Rows from a dataset:
▬▬▬▬▬▬
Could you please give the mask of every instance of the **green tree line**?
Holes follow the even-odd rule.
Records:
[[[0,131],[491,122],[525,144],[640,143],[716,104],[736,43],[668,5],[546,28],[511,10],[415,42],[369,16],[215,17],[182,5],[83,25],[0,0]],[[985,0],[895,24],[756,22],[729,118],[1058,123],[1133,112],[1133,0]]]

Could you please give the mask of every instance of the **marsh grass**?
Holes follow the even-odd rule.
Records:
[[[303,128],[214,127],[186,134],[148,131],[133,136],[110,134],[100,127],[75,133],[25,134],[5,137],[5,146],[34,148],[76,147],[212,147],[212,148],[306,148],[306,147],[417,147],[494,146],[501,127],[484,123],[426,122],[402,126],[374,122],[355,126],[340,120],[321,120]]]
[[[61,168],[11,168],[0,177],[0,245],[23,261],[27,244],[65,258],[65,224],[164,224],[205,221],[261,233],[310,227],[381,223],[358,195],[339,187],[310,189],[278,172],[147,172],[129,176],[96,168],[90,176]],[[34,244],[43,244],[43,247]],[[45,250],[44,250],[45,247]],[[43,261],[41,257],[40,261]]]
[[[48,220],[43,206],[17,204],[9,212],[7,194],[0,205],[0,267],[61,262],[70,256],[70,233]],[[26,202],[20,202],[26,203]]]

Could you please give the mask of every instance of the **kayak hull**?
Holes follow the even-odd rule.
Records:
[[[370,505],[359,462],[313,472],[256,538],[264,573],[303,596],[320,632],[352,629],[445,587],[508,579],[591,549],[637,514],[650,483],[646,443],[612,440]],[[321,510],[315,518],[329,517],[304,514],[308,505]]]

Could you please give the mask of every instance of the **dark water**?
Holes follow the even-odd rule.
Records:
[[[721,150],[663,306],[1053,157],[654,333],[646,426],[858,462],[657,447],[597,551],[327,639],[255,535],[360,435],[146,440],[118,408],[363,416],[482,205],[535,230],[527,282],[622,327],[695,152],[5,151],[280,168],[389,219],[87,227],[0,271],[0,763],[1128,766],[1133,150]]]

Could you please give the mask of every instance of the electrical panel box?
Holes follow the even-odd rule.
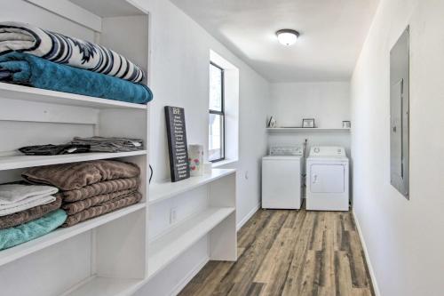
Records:
[[[390,52],[390,183],[408,199],[409,28]]]

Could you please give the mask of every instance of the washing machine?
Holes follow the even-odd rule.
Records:
[[[299,209],[304,148],[274,146],[262,158],[262,208]]]
[[[312,147],[306,159],[306,209],[348,211],[349,160],[343,147]]]

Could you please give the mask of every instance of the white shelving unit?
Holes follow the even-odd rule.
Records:
[[[197,209],[178,222],[167,225],[150,239],[148,279],[173,264],[180,254],[205,236],[210,260],[237,260],[235,170],[213,169],[203,176],[176,183],[153,184],[150,187],[150,211],[153,214],[157,213],[157,211],[163,211],[163,203],[193,198],[194,190],[202,188],[207,190],[204,208]]]
[[[335,129],[335,128],[303,128],[303,127],[268,127],[266,131],[269,133],[275,133],[275,132],[289,132],[289,133],[294,133],[294,132],[350,132],[349,128],[340,128],[340,129]]]
[[[21,0],[5,7],[12,20],[123,54],[147,70],[143,83],[149,85],[150,15],[131,0]],[[137,204],[0,251],[0,294],[131,295],[204,239],[210,260],[237,259],[235,170],[212,170],[202,177],[148,186],[147,150],[51,156],[17,152],[24,146],[93,135],[142,139],[147,147],[149,104],[4,83],[0,100],[0,183],[20,180],[29,167],[113,158],[140,167],[143,196]],[[164,223],[170,214],[169,203],[179,202],[187,211]],[[161,219],[148,220],[155,214]]]
[[[9,17],[2,21],[30,22],[122,53],[147,72],[143,83],[149,85],[150,16],[131,1],[24,0],[5,7],[4,15],[13,20]],[[113,158],[140,167],[143,196],[137,204],[0,251],[0,294],[134,292],[148,276],[147,151],[28,156],[17,149],[93,135],[141,139],[147,147],[149,104],[4,83],[0,83],[0,183],[19,180],[28,167]]]
[[[165,199],[174,197],[181,193],[192,190],[197,187],[215,181],[220,178],[233,173],[230,169],[213,169],[211,172],[202,176],[193,177],[180,182],[155,183],[149,188],[149,204],[160,203]]]
[[[150,244],[148,277],[155,276],[234,211],[234,207],[209,208],[155,240]]]

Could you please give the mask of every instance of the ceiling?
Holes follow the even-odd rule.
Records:
[[[170,0],[270,82],[348,80],[378,0]],[[301,33],[283,46],[275,31]]]

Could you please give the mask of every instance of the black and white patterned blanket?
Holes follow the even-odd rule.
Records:
[[[21,22],[0,22],[0,54],[10,52],[27,52],[135,83],[144,76],[139,66],[106,47]]]

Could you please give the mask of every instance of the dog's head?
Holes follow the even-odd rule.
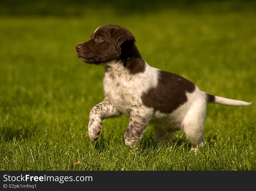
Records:
[[[134,45],[135,39],[127,29],[108,25],[98,27],[90,39],[76,47],[77,56],[85,62],[104,64],[126,57]]]

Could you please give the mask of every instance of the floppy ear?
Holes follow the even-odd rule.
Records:
[[[135,42],[135,38],[133,35],[127,29],[124,28],[115,29],[113,28],[111,31],[112,38],[114,42],[117,49],[120,55],[121,55],[122,51],[122,44],[126,41],[130,42],[127,45],[133,44]]]

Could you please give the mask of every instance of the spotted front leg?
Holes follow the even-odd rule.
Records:
[[[119,114],[119,112],[107,98],[93,107],[89,116],[88,134],[90,139],[92,141],[95,141],[98,138],[103,119],[118,115]]]

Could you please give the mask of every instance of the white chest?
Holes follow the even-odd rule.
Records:
[[[133,108],[141,106],[141,95],[156,84],[157,77],[149,72],[153,68],[148,65],[144,72],[131,75],[118,64],[106,69],[103,80],[105,95],[121,113],[129,116]]]

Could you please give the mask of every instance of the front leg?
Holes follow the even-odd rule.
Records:
[[[118,115],[119,111],[112,104],[107,98],[93,108],[89,116],[88,134],[92,141],[99,137],[102,120],[107,117]]]
[[[137,141],[141,140],[143,133],[148,123],[152,113],[144,110],[132,111],[130,117],[129,125],[125,133],[125,144],[137,150]]]

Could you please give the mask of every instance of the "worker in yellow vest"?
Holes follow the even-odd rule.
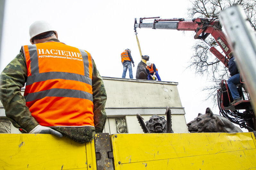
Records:
[[[127,69],[129,70],[129,76],[130,79],[133,79],[132,70],[132,63],[133,67],[135,66],[132,58],[132,57],[131,50],[127,49],[121,53],[121,61],[123,66],[123,72],[122,78],[125,78]]]
[[[32,24],[29,34],[32,45],[22,46],[0,77],[6,117],[22,133],[91,141],[104,128],[107,95],[90,54],[61,42],[45,21]]]
[[[147,66],[146,66],[146,71],[148,73],[148,80],[151,80],[153,79],[155,75],[158,81],[161,81],[160,77],[158,74],[158,70],[156,67],[155,64],[151,63],[149,61],[146,62]]]

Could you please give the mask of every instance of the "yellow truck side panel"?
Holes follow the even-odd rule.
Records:
[[[93,141],[81,144],[50,134],[0,134],[0,169],[96,170],[94,148]]]
[[[252,133],[111,135],[115,170],[256,168]]]

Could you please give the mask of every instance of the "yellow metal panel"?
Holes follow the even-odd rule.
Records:
[[[0,169],[96,169],[87,168],[88,155],[95,157],[92,143],[81,144],[50,134],[0,134]]]
[[[96,170],[96,156],[95,153],[94,141],[86,143],[86,157],[87,158],[87,168],[88,169]]]
[[[111,139],[115,170],[256,168],[251,133],[120,134]]]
▬▬▬▬▬▬
Could you copy every one of the records above line for line, leaving out the pictures?

** Exercise response **
Could you please give the mask of every instance of the **green tree line**?
Holes follow the even-odd rule.
Records:
[[[0,131],[491,122],[525,144],[640,143],[716,104],[736,43],[668,5],[546,28],[511,10],[415,42],[369,16],[215,17],[182,5],[83,25],[0,0]],[[985,0],[895,24],[756,22],[729,118],[1058,123],[1133,112],[1133,0]]]

Could you please give the mask of every instance of the **marsh grass**?
Holes follow the even-odd rule.
Records:
[[[303,128],[214,127],[186,134],[148,131],[133,136],[110,134],[100,127],[75,133],[25,134],[5,137],[5,146],[34,148],[76,147],[212,147],[212,148],[306,148],[306,147],[417,147],[494,146],[501,127],[484,123],[426,122],[402,126],[374,122],[355,126],[340,120],[321,120]]]
[[[61,168],[11,168],[0,177],[0,245],[23,261],[27,244],[65,258],[65,224],[164,224],[205,221],[261,233],[310,227],[381,223],[358,195],[339,187],[310,189],[278,172],[147,172],[129,176],[96,168],[90,176]],[[34,244],[43,244],[43,247]],[[45,250],[44,250],[45,247]],[[43,261],[41,257],[40,261]]]
[[[48,220],[43,206],[17,204],[9,212],[7,194],[0,205],[0,267],[61,262],[70,256],[70,233]],[[26,202],[20,202],[26,203]]]

Could you please give the mask of every instance of the **kayak hull**?
Holes follow the even-odd rule.
Records:
[[[370,505],[359,462],[313,472],[256,538],[264,573],[303,596],[320,632],[352,629],[445,587],[508,579],[591,549],[637,514],[650,483],[646,443],[612,440]],[[321,510],[315,518],[329,517],[304,514],[308,505]]]

Could you please give the mask of every instance of the **dark water**?
Holes follow the even-odd rule.
Records:
[[[721,150],[663,306],[1053,157],[654,333],[646,426],[858,462],[657,447],[597,551],[327,639],[255,535],[360,435],[146,440],[118,408],[363,416],[482,205],[535,230],[527,282],[622,327],[695,152],[5,151],[280,168],[389,219],[87,227],[0,271],[0,763],[1128,766],[1133,150]]]

Could you please give the mask of every instance of the electrical panel box?
Holes follow the even-odd rule.
Records:
[[[390,52],[390,183],[408,199],[409,28]]]

Could you please give the mask of every instance of the washing machine?
Holes follow the even-odd rule.
Records:
[[[299,209],[304,148],[274,146],[262,158],[262,208]]]
[[[312,147],[306,159],[306,209],[348,211],[349,160],[343,147]]]

Could you please give the mask of every instance of the white shelving unit?
Holes follow the even-odd rule.
Records:
[[[197,209],[178,222],[167,225],[150,239],[148,279],[173,264],[180,254],[205,236],[210,260],[237,260],[235,170],[213,169],[203,176],[176,183],[153,184],[150,187],[150,211],[153,214],[157,213],[157,211],[163,211],[163,203],[193,198],[194,190],[202,188],[207,190],[204,208]]]
[[[335,129],[335,128],[303,128],[303,127],[268,127],[266,131],[269,133],[275,133],[275,132],[289,132],[289,133],[294,133],[294,132],[350,132],[349,128],[340,128],[340,129]]]
[[[21,0],[5,7],[12,20],[123,54],[147,70],[143,83],[149,85],[150,15],[131,0]],[[137,204],[0,251],[0,294],[131,295],[204,239],[210,260],[237,259],[235,170],[212,170],[202,177],[148,186],[147,150],[51,156],[17,152],[24,146],[93,135],[142,139],[147,147],[149,104],[4,83],[0,100],[0,183],[20,180],[29,167],[113,158],[140,167],[143,196]],[[164,223],[170,214],[169,203],[179,202],[187,211]],[[161,219],[148,220],[155,214]]]
[[[9,17],[2,21],[30,22],[122,53],[147,72],[143,83],[149,85],[150,16],[131,1],[24,0],[5,7],[4,15],[13,20]],[[113,158],[140,167],[143,196],[137,204],[0,251],[0,294],[134,292],[148,276],[147,151],[28,156],[17,149],[93,135],[141,139],[147,147],[149,104],[4,83],[0,83],[0,183],[19,180],[28,167]]]
[[[165,199],[174,197],[181,193],[192,190],[197,187],[215,181],[220,178],[233,173],[230,169],[213,169],[211,172],[202,176],[193,177],[180,182],[155,183],[149,188],[149,204],[160,203]]]
[[[150,244],[148,277],[155,276],[234,211],[234,207],[209,208],[155,240]]]

Could you please give the mask of every instance of the ceiling?
Holes follow the even-odd rule.
Records:
[[[170,0],[270,82],[348,80],[378,0]],[[301,33],[283,46],[275,31]]]

Could you please give the mask of every instance of the black and white patterned blanket?
Holes follow the even-odd rule.
Records:
[[[21,22],[0,22],[0,54],[10,52],[27,52],[135,83],[144,76],[139,66],[106,47]]]

Could you please give the mask of every instance of the dog's head?
Holes follow the even-odd rule.
Records:
[[[134,45],[135,39],[127,29],[108,25],[98,27],[90,39],[76,47],[77,56],[85,62],[104,64],[126,57]]]

Could you please give the mask of every instance of the floppy ear?
Holes follow the even-odd rule.
Records:
[[[135,42],[135,38],[133,35],[127,29],[124,28],[115,29],[113,28],[111,31],[112,38],[114,42],[117,49],[120,55],[121,55],[122,51],[122,44],[126,41],[130,42],[127,45],[133,44]]]

Could you please give the mask of every instance of the spotted front leg?
Holes follow the even-odd rule.
Records:
[[[119,114],[119,112],[107,98],[93,107],[89,116],[88,134],[90,139],[92,141],[95,141],[98,138],[103,119],[118,115]]]

Could you please give the mask of every instance of the white chest?
Holes follow the even-odd rule.
Records:
[[[133,108],[141,106],[141,95],[156,84],[157,77],[149,72],[153,68],[148,65],[144,72],[131,75],[118,64],[106,69],[103,80],[105,95],[121,113],[129,116]]]

Could you please give the mask of every instance of the front leg?
Holes follow the even-odd rule.
Records:
[[[118,115],[119,111],[112,104],[107,98],[93,108],[89,116],[88,134],[92,141],[99,137],[102,120],[107,117]]]
[[[137,141],[141,140],[143,133],[148,123],[152,113],[144,110],[132,111],[130,117],[129,125],[125,133],[125,144],[137,150]]]

Could you please give the mask of every instance of the "worker in yellow vest"?
Holes follow the even-odd rule.
Records:
[[[127,69],[129,70],[129,76],[130,79],[133,79],[132,70],[132,63],[133,67],[135,66],[132,58],[132,57],[131,50],[127,49],[121,53],[121,61],[123,66],[123,72],[122,78],[125,78]]]
[[[32,24],[29,34],[32,45],[22,46],[0,77],[6,117],[22,133],[91,141],[104,128],[107,95],[90,54],[61,42],[45,21]]]
[[[147,66],[146,66],[146,71],[148,73],[148,80],[151,80],[153,79],[155,75],[158,81],[161,81],[160,77],[158,74],[158,70],[156,67],[155,64],[151,63],[149,61],[146,62]]]

Could you please give the mask of every instance of the "yellow truck side panel"?
Holes follow the even-odd rule.
Records:
[[[93,141],[81,144],[50,134],[0,134],[0,169],[96,170],[94,148]]]
[[[252,133],[111,135],[115,170],[256,168]]]

Could you please give the mask of every instance of the "yellow metal panel"?
Holes follow the even-odd rule.
Records:
[[[0,169],[96,169],[87,168],[88,155],[95,157],[92,143],[81,144],[50,134],[0,134]]]
[[[96,170],[96,156],[95,153],[94,141],[86,143],[86,157],[87,158],[87,168],[88,169]]]
[[[111,139],[115,170],[256,168],[251,133],[120,134]]]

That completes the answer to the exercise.